====== Exercise material

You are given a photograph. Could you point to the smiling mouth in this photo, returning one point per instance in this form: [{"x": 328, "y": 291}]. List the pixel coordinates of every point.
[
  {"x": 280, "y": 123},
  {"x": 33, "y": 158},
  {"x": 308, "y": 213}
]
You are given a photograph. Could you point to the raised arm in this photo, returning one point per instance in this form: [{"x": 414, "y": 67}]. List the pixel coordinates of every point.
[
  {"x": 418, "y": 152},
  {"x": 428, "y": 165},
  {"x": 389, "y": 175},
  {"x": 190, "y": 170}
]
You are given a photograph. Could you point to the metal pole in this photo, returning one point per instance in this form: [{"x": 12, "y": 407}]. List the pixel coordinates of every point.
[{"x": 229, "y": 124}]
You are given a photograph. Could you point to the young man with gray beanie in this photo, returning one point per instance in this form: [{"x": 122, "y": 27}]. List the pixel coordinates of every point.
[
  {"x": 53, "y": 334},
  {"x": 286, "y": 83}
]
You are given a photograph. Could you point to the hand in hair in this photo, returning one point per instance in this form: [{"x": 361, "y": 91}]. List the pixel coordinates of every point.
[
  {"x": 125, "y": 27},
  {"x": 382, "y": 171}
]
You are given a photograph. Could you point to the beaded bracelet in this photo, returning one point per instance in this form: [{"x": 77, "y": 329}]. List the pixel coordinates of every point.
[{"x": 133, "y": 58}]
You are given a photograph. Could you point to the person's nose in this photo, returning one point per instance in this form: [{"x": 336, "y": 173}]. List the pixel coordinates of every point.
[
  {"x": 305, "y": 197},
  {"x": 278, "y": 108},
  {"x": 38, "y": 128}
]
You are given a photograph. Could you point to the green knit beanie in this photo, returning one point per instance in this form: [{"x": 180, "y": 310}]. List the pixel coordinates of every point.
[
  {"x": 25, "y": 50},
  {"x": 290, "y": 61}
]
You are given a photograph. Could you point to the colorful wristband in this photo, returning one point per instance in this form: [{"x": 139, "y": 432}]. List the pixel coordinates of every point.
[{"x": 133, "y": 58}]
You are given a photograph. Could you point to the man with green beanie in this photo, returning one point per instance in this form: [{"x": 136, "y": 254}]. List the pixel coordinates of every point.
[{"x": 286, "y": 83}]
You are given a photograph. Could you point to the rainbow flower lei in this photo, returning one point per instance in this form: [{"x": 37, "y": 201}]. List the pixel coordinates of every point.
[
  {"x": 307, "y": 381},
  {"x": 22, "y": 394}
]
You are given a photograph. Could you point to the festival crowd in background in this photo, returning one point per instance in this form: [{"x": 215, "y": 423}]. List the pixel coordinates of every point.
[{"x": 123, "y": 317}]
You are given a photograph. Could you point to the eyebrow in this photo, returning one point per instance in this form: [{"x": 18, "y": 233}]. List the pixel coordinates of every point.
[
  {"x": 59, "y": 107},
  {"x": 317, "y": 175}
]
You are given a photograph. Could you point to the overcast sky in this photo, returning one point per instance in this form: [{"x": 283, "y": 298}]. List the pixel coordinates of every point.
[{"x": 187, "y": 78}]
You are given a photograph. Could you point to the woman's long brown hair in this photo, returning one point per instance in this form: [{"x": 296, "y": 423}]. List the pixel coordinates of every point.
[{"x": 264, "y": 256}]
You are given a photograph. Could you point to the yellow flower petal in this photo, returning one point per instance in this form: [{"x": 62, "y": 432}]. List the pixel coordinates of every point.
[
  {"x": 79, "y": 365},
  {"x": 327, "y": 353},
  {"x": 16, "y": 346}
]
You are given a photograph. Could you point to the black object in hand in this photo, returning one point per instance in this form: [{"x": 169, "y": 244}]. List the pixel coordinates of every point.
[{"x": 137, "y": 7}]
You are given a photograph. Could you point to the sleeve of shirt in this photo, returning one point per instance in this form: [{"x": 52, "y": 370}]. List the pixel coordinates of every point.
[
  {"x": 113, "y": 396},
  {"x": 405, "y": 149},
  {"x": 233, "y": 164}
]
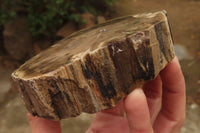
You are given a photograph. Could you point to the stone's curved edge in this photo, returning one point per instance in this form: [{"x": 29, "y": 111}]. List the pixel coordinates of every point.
[{"x": 100, "y": 79}]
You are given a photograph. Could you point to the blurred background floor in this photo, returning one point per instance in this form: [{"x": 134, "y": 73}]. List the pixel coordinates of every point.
[{"x": 184, "y": 19}]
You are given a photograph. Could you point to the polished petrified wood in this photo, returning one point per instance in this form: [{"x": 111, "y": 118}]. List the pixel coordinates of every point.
[{"x": 95, "y": 68}]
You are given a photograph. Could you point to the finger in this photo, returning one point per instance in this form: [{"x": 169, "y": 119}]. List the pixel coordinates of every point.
[
  {"x": 137, "y": 112},
  {"x": 153, "y": 93},
  {"x": 41, "y": 125},
  {"x": 172, "y": 114},
  {"x": 118, "y": 110}
]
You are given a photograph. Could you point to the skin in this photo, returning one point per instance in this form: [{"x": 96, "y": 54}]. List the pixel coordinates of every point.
[{"x": 157, "y": 107}]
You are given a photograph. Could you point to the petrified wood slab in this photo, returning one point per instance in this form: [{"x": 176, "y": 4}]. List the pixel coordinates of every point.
[{"x": 95, "y": 68}]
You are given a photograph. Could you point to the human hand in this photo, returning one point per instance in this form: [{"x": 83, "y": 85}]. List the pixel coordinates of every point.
[{"x": 158, "y": 107}]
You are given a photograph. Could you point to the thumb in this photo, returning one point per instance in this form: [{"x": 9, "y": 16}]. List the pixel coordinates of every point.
[
  {"x": 41, "y": 125},
  {"x": 137, "y": 112}
]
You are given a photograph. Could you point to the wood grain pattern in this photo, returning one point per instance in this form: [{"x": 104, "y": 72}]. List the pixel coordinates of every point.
[{"x": 95, "y": 68}]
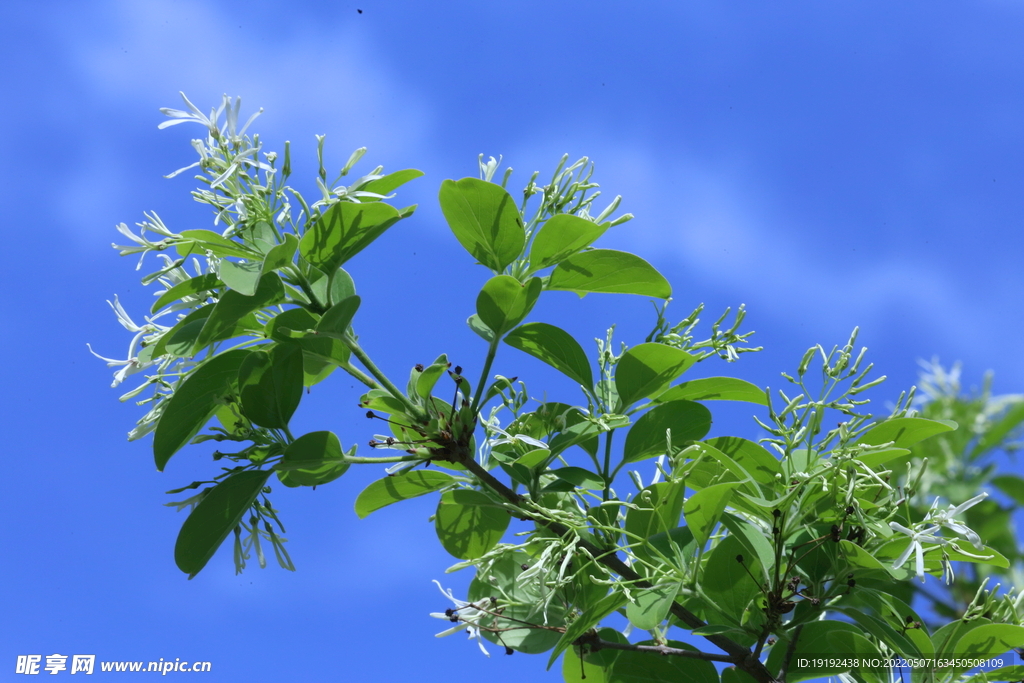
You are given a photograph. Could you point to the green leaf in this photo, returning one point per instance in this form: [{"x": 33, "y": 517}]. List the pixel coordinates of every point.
[
  {"x": 1012, "y": 485},
  {"x": 387, "y": 183},
  {"x": 312, "y": 459},
  {"x": 605, "y": 270},
  {"x": 705, "y": 508},
  {"x": 876, "y": 458},
  {"x": 715, "y": 388},
  {"x": 578, "y": 476},
  {"x": 817, "y": 640},
  {"x": 733, "y": 675},
  {"x": 994, "y": 434},
  {"x": 270, "y": 385},
  {"x": 754, "y": 541},
  {"x": 560, "y": 237},
  {"x": 881, "y": 630},
  {"x": 214, "y": 517},
  {"x": 469, "y": 529},
  {"x": 634, "y": 667},
  {"x": 344, "y": 230},
  {"x": 428, "y": 378},
  {"x": 518, "y": 600},
  {"x": 399, "y": 487},
  {"x": 657, "y": 510},
  {"x": 504, "y": 301},
  {"x": 242, "y": 278},
  {"x": 651, "y": 605},
  {"x": 342, "y": 287},
  {"x": 178, "y": 341},
  {"x": 195, "y": 401},
  {"x": 752, "y": 457},
  {"x": 282, "y": 254},
  {"x": 576, "y": 670},
  {"x": 687, "y": 420},
  {"x": 1014, "y": 673},
  {"x": 555, "y": 347},
  {"x": 646, "y": 369},
  {"x": 202, "y": 241},
  {"x": 190, "y": 287},
  {"x": 484, "y": 220},
  {"x": 989, "y": 640},
  {"x": 904, "y": 432},
  {"x": 677, "y": 544},
  {"x": 865, "y": 563},
  {"x": 233, "y": 306},
  {"x": 586, "y": 622},
  {"x": 477, "y": 326},
  {"x": 337, "y": 318},
  {"x": 727, "y": 582}
]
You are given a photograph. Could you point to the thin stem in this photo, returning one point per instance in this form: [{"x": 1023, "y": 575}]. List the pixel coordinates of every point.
[
  {"x": 358, "y": 460},
  {"x": 600, "y": 644},
  {"x": 492, "y": 352},
  {"x": 360, "y": 376},
  {"x": 414, "y": 410},
  {"x": 606, "y": 471},
  {"x": 742, "y": 656}
]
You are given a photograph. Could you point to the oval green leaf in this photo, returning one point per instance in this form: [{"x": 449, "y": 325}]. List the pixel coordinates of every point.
[
  {"x": 755, "y": 460},
  {"x": 190, "y": 287},
  {"x": 555, "y": 347},
  {"x": 215, "y": 516},
  {"x": 504, "y": 301},
  {"x": 705, "y": 508},
  {"x": 468, "y": 531},
  {"x": 716, "y": 388},
  {"x": 233, "y": 306},
  {"x": 687, "y": 420},
  {"x": 559, "y": 238},
  {"x": 646, "y": 369},
  {"x": 344, "y": 230},
  {"x": 904, "y": 432},
  {"x": 634, "y": 667},
  {"x": 605, "y": 270},
  {"x": 270, "y": 385},
  {"x": 337, "y": 318},
  {"x": 484, "y": 220},
  {"x": 312, "y": 459},
  {"x": 399, "y": 487},
  {"x": 195, "y": 401},
  {"x": 651, "y": 605}
]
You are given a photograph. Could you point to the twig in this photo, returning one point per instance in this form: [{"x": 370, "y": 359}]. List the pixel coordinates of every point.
[
  {"x": 738, "y": 654},
  {"x": 599, "y": 644},
  {"x": 791, "y": 648}
]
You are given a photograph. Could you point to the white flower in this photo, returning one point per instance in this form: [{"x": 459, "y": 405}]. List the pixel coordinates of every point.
[
  {"x": 465, "y": 615},
  {"x": 915, "y": 547},
  {"x": 131, "y": 365},
  {"x": 177, "y": 116},
  {"x": 945, "y": 518},
  {"x": 509, "y": 438}
]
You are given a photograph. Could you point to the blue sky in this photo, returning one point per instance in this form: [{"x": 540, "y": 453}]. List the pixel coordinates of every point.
[{"x": 829, "y": 165}]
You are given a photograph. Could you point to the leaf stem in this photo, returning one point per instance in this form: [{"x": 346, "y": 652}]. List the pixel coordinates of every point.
[
  {"x": 492, "y": 352},
  {"x": 414, "y": 410}
]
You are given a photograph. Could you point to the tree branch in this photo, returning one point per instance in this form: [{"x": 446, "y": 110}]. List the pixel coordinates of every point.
[
  {"x": 738, "y": 654},
  {"x": 598, "y": 643}
]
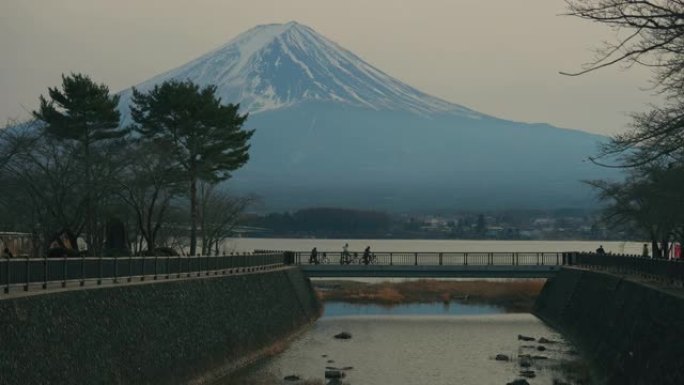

============

§ **What is needed**
In the listing, from the line containing "You are given a photograph. Could you point to the leaf" through the end of the listing, replace "photograph" with "image" and write those lines out again with nothing else changed. Omit any pictures from your answer.

§ **Result of the task**
You are given a image. Could you point to the leaf stem in this photo, returning one point per instance in this form: [{"x": 346, "y": 652}]. List the pixel coordinates of every point.
[
  {"x": 492, "y": 352},
  {"x": 414, "y": 410}
]
You are given a image. Could you point to the tree branch in this photo, returning one point per instance in this form: [{"x": 446, "y": 110}]. List the pixel coordinates of every point.
[
  {"x": 738, "y": 654},
  {"x": 598, "y": 643}
]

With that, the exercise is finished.